» **WHAT THE EXERCISE ASKS**
Locate every line in the records below that contains the string "ceiling", and copy each of those lines.

--- START DATASET CONTENT ---

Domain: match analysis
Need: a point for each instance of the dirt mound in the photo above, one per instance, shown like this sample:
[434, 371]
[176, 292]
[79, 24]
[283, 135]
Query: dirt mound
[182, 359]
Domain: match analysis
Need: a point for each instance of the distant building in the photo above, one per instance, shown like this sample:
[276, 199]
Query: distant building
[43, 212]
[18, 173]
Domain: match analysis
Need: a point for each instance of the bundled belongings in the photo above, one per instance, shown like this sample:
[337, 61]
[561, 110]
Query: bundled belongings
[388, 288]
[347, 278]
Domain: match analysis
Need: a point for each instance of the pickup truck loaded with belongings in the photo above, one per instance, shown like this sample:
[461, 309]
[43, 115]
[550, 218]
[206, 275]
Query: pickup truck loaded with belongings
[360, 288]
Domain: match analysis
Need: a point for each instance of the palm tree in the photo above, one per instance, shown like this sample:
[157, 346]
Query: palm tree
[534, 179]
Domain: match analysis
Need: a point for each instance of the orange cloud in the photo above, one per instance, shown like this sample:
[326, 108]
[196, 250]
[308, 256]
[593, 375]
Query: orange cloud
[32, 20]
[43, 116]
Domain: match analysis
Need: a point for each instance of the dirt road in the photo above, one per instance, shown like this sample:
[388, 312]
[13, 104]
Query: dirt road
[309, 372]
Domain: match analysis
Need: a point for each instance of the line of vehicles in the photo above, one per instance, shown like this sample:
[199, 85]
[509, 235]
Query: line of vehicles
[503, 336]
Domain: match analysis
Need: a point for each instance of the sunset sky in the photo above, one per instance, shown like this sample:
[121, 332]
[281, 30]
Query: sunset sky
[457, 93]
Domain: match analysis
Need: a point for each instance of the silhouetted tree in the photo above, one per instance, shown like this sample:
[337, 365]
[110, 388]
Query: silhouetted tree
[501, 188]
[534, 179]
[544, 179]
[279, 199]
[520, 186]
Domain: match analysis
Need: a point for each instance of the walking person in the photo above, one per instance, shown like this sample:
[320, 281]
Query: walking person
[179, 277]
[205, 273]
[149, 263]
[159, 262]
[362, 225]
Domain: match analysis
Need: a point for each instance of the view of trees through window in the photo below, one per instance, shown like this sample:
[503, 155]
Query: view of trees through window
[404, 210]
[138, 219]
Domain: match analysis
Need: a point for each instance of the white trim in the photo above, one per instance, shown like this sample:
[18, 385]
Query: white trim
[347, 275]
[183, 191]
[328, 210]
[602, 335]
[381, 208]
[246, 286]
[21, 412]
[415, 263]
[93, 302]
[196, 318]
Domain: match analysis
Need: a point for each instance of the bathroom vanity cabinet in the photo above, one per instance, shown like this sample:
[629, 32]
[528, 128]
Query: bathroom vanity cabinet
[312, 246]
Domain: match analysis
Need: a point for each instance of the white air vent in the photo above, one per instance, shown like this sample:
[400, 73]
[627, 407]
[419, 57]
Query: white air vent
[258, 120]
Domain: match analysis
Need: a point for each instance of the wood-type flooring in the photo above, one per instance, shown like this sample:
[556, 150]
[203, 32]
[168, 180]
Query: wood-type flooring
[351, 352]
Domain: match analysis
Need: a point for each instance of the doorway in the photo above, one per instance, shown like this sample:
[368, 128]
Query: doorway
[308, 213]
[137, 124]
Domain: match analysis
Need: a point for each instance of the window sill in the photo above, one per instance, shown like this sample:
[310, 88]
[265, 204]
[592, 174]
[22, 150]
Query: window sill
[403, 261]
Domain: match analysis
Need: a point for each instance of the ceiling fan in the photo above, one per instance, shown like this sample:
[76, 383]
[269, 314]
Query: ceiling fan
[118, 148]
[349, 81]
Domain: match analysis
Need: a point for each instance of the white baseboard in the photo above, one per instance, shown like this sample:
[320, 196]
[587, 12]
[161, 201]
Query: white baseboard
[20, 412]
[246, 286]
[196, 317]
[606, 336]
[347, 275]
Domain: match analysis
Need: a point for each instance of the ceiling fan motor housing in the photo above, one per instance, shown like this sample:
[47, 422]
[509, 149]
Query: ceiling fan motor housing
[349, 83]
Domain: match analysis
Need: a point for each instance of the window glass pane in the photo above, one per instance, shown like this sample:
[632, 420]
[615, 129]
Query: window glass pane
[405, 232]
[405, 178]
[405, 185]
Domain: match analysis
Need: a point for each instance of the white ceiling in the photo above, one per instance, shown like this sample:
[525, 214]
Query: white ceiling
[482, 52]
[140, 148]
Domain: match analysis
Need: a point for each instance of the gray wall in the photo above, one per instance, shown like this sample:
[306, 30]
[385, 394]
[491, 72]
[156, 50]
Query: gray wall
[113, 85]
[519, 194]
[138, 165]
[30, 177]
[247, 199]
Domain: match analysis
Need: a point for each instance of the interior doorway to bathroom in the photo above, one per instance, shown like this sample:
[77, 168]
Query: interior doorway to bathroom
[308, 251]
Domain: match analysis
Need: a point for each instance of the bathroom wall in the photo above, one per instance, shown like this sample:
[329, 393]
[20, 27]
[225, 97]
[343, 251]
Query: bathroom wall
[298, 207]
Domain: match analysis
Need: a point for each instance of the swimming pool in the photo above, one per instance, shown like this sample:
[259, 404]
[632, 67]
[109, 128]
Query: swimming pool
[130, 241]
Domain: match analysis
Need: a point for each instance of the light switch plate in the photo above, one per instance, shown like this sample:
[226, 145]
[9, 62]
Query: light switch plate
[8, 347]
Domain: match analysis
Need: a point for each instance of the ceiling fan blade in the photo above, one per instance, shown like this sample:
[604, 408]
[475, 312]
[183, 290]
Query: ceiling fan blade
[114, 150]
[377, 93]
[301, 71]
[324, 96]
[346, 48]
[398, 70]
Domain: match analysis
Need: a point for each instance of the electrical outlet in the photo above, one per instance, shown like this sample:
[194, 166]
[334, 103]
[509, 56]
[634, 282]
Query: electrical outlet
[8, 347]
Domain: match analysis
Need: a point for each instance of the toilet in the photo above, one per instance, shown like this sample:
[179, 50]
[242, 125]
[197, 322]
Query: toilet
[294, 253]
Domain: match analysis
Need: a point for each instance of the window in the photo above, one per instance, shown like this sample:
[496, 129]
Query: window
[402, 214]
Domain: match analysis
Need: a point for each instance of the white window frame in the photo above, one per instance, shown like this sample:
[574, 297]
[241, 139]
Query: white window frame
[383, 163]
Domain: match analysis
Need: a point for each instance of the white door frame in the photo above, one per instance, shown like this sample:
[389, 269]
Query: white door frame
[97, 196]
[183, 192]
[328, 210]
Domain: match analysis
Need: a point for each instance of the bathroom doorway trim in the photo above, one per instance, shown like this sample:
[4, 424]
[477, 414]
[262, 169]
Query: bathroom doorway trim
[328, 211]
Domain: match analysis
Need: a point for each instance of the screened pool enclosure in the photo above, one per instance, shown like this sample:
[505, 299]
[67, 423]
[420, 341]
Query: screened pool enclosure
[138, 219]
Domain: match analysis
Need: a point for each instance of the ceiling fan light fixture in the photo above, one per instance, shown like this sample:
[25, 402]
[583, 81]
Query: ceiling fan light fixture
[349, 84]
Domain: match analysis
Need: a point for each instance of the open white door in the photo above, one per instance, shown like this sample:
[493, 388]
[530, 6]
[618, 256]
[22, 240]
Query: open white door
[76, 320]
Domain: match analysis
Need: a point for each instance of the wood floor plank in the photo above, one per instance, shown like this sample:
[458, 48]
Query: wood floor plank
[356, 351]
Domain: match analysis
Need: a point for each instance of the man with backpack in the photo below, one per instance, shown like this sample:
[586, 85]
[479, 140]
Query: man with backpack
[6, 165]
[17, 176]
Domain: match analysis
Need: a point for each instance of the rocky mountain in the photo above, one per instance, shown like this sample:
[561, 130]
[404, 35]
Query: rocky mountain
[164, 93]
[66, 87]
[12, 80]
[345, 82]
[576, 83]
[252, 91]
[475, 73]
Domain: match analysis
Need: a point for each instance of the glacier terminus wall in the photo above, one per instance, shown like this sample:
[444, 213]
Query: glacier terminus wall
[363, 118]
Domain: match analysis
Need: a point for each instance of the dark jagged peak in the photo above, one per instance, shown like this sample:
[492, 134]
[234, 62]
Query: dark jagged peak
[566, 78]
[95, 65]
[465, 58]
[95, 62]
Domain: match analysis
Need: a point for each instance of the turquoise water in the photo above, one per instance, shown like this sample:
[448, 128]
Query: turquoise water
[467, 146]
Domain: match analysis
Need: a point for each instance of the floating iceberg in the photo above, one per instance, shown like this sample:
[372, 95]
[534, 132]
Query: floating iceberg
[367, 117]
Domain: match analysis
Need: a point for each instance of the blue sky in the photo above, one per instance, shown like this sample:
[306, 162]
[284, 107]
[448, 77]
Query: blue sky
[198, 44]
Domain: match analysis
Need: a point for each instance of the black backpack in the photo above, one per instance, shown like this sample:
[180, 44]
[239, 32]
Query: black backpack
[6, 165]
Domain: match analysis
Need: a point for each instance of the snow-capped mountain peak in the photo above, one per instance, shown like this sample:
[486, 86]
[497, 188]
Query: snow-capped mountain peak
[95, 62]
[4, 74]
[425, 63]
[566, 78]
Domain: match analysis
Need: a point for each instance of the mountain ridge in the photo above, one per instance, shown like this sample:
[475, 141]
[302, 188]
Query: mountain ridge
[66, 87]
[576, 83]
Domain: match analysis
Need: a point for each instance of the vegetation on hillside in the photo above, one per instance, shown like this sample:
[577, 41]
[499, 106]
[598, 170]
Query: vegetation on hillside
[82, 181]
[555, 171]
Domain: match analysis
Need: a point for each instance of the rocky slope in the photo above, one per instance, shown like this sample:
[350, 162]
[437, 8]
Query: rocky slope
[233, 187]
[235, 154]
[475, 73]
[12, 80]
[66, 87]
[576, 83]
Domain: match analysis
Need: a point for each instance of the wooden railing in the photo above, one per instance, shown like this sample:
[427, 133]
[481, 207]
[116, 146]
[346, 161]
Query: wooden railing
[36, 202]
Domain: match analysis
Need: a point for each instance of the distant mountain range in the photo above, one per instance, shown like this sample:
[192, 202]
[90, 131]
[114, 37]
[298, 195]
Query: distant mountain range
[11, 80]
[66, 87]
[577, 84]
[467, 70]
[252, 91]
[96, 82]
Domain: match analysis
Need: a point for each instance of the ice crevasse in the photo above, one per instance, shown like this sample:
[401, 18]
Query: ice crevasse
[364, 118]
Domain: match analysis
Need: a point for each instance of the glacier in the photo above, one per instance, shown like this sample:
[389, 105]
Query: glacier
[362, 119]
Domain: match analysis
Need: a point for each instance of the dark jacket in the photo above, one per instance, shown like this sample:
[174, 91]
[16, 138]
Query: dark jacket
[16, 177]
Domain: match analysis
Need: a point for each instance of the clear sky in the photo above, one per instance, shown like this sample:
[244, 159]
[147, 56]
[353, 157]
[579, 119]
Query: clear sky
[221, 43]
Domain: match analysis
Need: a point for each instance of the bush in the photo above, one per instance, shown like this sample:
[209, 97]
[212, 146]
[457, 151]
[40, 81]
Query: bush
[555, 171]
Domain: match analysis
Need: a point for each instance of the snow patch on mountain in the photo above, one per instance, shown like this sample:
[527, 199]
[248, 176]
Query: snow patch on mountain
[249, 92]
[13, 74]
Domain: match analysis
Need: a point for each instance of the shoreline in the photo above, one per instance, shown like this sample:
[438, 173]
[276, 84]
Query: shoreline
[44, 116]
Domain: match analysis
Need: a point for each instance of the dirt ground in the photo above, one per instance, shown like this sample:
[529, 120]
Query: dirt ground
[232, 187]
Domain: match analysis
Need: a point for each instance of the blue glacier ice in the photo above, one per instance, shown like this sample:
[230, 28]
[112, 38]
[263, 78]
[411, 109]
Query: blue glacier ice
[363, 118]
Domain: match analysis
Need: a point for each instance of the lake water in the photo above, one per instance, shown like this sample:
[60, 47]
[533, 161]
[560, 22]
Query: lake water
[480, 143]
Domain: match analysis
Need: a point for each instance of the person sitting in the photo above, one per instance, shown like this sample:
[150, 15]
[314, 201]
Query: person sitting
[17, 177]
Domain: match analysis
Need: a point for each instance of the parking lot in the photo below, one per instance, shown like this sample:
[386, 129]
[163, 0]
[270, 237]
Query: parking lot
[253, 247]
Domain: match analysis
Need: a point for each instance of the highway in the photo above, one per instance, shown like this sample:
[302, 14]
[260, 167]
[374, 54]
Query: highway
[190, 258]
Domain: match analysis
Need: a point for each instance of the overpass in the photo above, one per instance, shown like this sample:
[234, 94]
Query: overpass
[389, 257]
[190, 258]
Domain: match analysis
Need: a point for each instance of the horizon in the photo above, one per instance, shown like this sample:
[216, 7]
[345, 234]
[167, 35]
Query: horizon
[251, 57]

--- END DATASET CONTENT ---

» **ANSWER FOR THIS EXERCISE**
Need: a point for each instance of the ceiling fan in the photo above, one per instance, shown like this sample:
Query: ceiling fan
Need: a point for each instance of the ceiling fan motor housing in the photo above, one per instance, shown like this sample:
Query: ceiling fan motor housing
Need: a point for each instance of the white ceiling in the photo above, one per instance, shown like this sample:
Query: white ceiling
Need: a point for each instance of the ceiling fan blade in the photo above, one per instance, shown like this sample:
Query: ceiling fan blade
Need: a point for each instance of the ceiling fan light fixture in the photo above, one per instance, shown like this sample:
Query: ceiling fan light fixture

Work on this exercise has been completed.